→ Exercise instructions:
a - Reproduce word for word the part of the Simpsons episode review starting at "The house next" and ending at "of fresh bread.".
b - Summarize the Simpsons episode review in two sentences.

So, the first real episode of season sixteen is a Marge episode? How does that happen?
Well, you know if that happens there will be a subplot involving Bart or Homer. In this case, it’s Bart.
The house next door to the Simpsons is for sale. No, not Ned Flanders’ house. Ruth Powers’ place. Sometimes she’s still seen there. At any rate, Marge convinces Homer to go over and take a look to see how the other half lives. And the other half lives spectacularly…at least in the kitchen. It even has a breadmaker-maker. It makes a breadmaker that then makes a loaf of fresh bread.
Now Marge wants a new kitchen. Homer obliges her but tries to do the job himself, something that leads to frequent electrocution, very low ceilings, and the discovery of Homer’s old Playdude stash. Homer insists he kept them for the articles. Marge cuts out all the naked women. Homer finds the articles suck and throws the magazines away. Bart and Milhouse then find the heavily-edited magazines and don’t quite see what all the fuss was about. And though they don’t quite get all the more suggestive stuff in the magazine, the boys decide to adopt the swinging Playdude lifestyle, which seems to involve jokes they don’t quite get, smoking jackets, and bubble pipes. Turning Bart’s treehouse into a Playdude experience seems to work too well when guest star James Caan ends up in the kiddie pool/hot tub before going off to play backgammon with Mrs. Krabappel.
That’s about all I’ll say about that one. It runs its course when Homer horrifies Bart by explaining the birds and the bees to him, and by extension every kid in the neighborhood.
But back to Marge’s kitchen. She hires a contractor who promises a new kitchen in two to three weeks. Two years later, at a cost of $100,000, Marge has a giant dream kitchen that will not last past this episode. Besides, the kids haven’t aged a day.
Feeling adventurous, Marge whips up some wasabi hot wings for a church fundraiser, a treat that is praised by everyone from Sideshow Mel to reclusive author/guest star Thomas Pynchon.

→ The data:

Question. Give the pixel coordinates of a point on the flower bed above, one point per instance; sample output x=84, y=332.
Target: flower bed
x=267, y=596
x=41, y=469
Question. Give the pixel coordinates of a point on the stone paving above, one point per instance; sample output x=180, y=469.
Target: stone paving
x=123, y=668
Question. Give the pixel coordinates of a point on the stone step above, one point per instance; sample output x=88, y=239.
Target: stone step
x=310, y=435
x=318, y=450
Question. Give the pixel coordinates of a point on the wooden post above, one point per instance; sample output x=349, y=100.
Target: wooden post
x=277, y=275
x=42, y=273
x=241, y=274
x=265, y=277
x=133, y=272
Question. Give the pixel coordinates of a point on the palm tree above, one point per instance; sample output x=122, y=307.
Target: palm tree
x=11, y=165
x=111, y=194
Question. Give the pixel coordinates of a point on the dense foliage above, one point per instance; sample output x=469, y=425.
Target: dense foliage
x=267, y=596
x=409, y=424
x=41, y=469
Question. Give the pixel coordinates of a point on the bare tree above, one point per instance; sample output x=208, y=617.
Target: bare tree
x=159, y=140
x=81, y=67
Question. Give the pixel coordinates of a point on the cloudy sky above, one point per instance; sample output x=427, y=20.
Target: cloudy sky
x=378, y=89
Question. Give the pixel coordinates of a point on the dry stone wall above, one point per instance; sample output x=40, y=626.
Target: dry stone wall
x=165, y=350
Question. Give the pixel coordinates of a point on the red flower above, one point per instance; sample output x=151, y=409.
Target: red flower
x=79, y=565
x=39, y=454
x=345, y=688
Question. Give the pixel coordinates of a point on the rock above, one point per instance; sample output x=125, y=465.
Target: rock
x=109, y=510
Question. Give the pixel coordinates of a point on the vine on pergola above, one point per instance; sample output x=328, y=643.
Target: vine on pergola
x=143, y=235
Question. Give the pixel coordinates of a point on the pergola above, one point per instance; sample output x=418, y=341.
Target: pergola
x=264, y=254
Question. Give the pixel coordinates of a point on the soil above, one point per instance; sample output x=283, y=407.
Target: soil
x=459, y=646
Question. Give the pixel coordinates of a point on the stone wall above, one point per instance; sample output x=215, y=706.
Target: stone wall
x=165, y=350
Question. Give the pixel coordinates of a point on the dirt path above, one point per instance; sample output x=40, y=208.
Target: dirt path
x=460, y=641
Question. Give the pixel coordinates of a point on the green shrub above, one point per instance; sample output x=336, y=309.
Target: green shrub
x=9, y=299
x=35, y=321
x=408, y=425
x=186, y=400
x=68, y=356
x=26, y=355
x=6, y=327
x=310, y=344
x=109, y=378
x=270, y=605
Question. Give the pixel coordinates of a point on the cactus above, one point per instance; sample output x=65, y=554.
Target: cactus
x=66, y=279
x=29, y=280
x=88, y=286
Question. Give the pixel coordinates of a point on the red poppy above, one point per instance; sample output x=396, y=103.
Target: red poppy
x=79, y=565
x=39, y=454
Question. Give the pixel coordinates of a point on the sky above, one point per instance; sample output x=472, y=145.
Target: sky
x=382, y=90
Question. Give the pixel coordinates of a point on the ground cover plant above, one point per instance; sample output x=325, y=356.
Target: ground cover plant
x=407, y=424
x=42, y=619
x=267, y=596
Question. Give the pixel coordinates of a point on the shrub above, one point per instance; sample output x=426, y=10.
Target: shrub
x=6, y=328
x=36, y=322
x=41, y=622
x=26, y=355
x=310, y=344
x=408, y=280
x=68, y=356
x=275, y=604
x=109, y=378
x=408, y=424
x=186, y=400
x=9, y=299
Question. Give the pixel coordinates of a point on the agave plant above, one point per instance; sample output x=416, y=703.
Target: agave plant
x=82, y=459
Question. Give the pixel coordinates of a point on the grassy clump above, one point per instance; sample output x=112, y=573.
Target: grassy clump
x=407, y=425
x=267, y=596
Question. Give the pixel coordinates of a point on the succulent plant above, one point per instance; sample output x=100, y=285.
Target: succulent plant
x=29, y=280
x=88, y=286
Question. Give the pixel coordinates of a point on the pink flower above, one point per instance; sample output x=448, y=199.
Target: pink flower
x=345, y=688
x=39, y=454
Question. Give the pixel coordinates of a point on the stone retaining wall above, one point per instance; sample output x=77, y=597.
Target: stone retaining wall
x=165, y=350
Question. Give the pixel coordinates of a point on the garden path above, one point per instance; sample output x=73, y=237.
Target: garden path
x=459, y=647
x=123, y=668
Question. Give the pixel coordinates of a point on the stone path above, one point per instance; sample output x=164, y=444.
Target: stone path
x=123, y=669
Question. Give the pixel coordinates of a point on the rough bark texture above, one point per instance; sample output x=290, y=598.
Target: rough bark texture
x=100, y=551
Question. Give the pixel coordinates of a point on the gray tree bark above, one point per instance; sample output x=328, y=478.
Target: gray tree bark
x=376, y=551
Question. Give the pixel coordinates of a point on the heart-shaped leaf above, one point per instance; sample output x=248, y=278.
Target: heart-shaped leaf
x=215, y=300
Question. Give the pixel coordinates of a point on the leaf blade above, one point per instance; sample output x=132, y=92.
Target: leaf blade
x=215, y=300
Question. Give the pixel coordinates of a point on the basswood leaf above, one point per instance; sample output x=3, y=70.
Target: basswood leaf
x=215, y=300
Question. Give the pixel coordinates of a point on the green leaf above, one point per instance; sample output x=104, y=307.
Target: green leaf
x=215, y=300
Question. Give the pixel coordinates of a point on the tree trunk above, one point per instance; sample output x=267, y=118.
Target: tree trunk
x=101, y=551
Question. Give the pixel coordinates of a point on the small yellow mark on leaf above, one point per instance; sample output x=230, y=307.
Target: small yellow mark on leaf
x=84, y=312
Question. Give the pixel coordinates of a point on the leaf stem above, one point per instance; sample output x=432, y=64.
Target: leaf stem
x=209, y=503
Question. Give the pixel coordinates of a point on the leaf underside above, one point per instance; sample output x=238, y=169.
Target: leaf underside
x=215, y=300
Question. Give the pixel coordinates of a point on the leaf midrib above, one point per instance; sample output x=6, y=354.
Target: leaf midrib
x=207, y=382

---

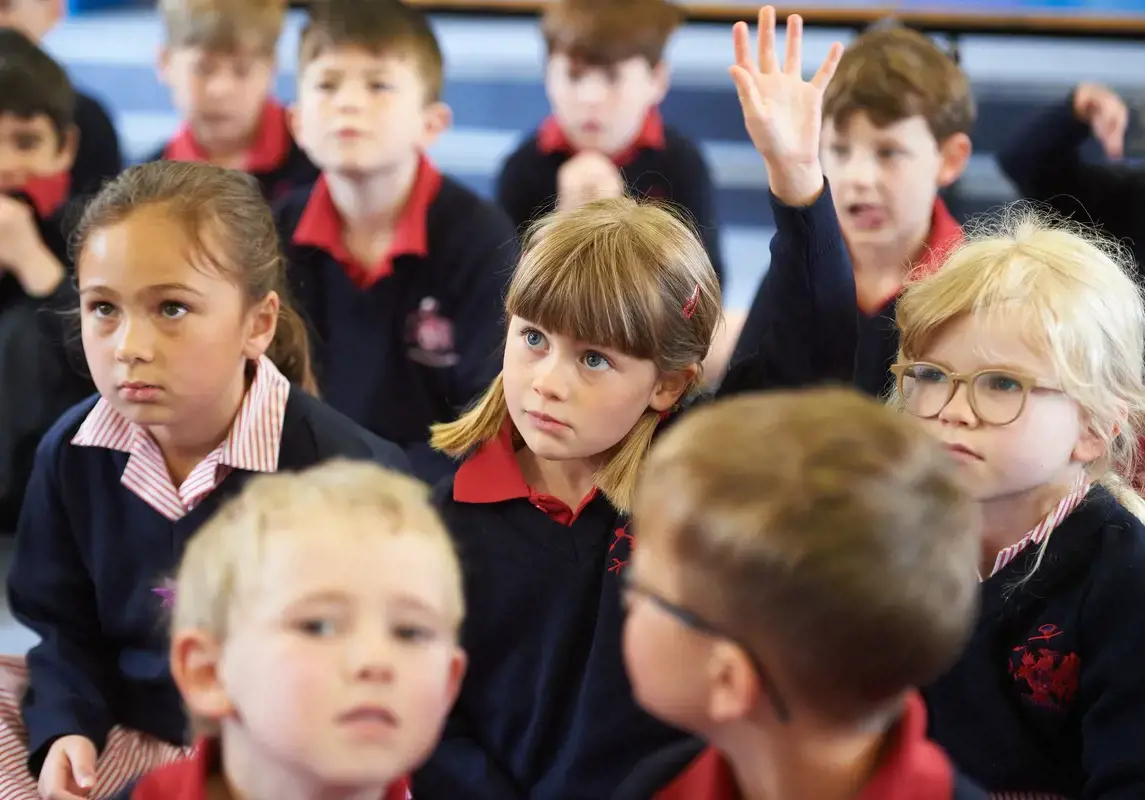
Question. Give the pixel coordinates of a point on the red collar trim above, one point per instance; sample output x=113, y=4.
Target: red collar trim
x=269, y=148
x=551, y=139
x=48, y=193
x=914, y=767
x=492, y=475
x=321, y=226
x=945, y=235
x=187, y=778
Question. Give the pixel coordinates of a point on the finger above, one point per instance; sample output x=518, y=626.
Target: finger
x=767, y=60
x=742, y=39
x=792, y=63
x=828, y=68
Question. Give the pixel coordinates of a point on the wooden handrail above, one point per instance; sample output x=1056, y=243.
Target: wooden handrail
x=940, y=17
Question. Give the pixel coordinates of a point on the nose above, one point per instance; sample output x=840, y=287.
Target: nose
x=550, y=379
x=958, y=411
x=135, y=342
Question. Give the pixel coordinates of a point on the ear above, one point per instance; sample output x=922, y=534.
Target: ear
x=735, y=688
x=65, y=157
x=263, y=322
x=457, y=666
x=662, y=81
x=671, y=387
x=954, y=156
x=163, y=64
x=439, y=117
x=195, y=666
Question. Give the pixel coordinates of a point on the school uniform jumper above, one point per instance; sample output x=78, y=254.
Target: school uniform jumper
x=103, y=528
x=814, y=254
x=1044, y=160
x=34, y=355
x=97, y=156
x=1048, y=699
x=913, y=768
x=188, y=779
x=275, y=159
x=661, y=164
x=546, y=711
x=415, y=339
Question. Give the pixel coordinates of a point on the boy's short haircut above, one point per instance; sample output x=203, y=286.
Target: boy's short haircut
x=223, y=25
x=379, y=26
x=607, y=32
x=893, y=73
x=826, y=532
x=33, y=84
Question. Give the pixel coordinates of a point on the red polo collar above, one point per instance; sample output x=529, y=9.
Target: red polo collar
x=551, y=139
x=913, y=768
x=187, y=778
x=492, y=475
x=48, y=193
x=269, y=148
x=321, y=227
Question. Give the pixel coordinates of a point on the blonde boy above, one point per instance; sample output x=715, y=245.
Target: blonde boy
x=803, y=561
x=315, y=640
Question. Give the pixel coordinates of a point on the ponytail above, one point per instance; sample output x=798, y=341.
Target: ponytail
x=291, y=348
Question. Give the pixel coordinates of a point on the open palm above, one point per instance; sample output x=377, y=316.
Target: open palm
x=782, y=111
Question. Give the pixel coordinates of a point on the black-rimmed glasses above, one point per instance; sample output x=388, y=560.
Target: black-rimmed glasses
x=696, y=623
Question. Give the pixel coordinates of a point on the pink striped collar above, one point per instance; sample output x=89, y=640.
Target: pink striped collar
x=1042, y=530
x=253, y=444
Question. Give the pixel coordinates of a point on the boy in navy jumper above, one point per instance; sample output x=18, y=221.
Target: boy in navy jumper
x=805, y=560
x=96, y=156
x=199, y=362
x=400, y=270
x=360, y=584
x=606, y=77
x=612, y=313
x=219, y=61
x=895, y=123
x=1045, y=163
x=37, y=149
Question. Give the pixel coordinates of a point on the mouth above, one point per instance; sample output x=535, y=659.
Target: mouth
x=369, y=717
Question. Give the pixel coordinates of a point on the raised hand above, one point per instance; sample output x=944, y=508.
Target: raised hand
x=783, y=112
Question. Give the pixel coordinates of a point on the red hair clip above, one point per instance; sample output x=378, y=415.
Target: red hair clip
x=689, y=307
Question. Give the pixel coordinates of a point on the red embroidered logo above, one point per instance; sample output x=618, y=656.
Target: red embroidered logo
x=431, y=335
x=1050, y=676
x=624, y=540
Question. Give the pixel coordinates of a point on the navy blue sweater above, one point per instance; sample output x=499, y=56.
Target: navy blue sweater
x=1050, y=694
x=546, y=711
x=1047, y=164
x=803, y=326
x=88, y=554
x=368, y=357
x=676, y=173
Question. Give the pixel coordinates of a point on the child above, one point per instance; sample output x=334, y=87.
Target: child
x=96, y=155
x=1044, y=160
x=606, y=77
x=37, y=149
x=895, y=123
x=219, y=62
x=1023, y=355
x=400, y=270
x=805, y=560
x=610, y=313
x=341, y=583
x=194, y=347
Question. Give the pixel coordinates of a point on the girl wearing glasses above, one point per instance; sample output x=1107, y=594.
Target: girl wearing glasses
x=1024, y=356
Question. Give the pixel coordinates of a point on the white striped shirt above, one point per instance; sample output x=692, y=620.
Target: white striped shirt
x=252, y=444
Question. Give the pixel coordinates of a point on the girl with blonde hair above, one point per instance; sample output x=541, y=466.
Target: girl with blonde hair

→ Activity answers:
a -
The house next door to the Simpsons is for sale. No, not Ned Flanders’ house. Ruth Powers’ place. Sometimes she’s still seen there. At any rate, Marge convinces Homer to go over and take a look to see how the other half lives. And the other half lives spectacularly…at least in the kitchen. It even has a breadmaker-maker. It makes a breadmaker that then makes a loaf of fresh bread.

b - After touring the house next door, Marge wants a new kitchen, and Homer's own attempt to build it uncovers his old Playdude magazines, which Bart and Milhouse later find and use to adopt a Playdude lifestyle. Marge then hires a contractor whose promised two-to-three-week job takes two years and costs $100,000, and she makes wasabi hot wings for a church fundraiser that everyone praises.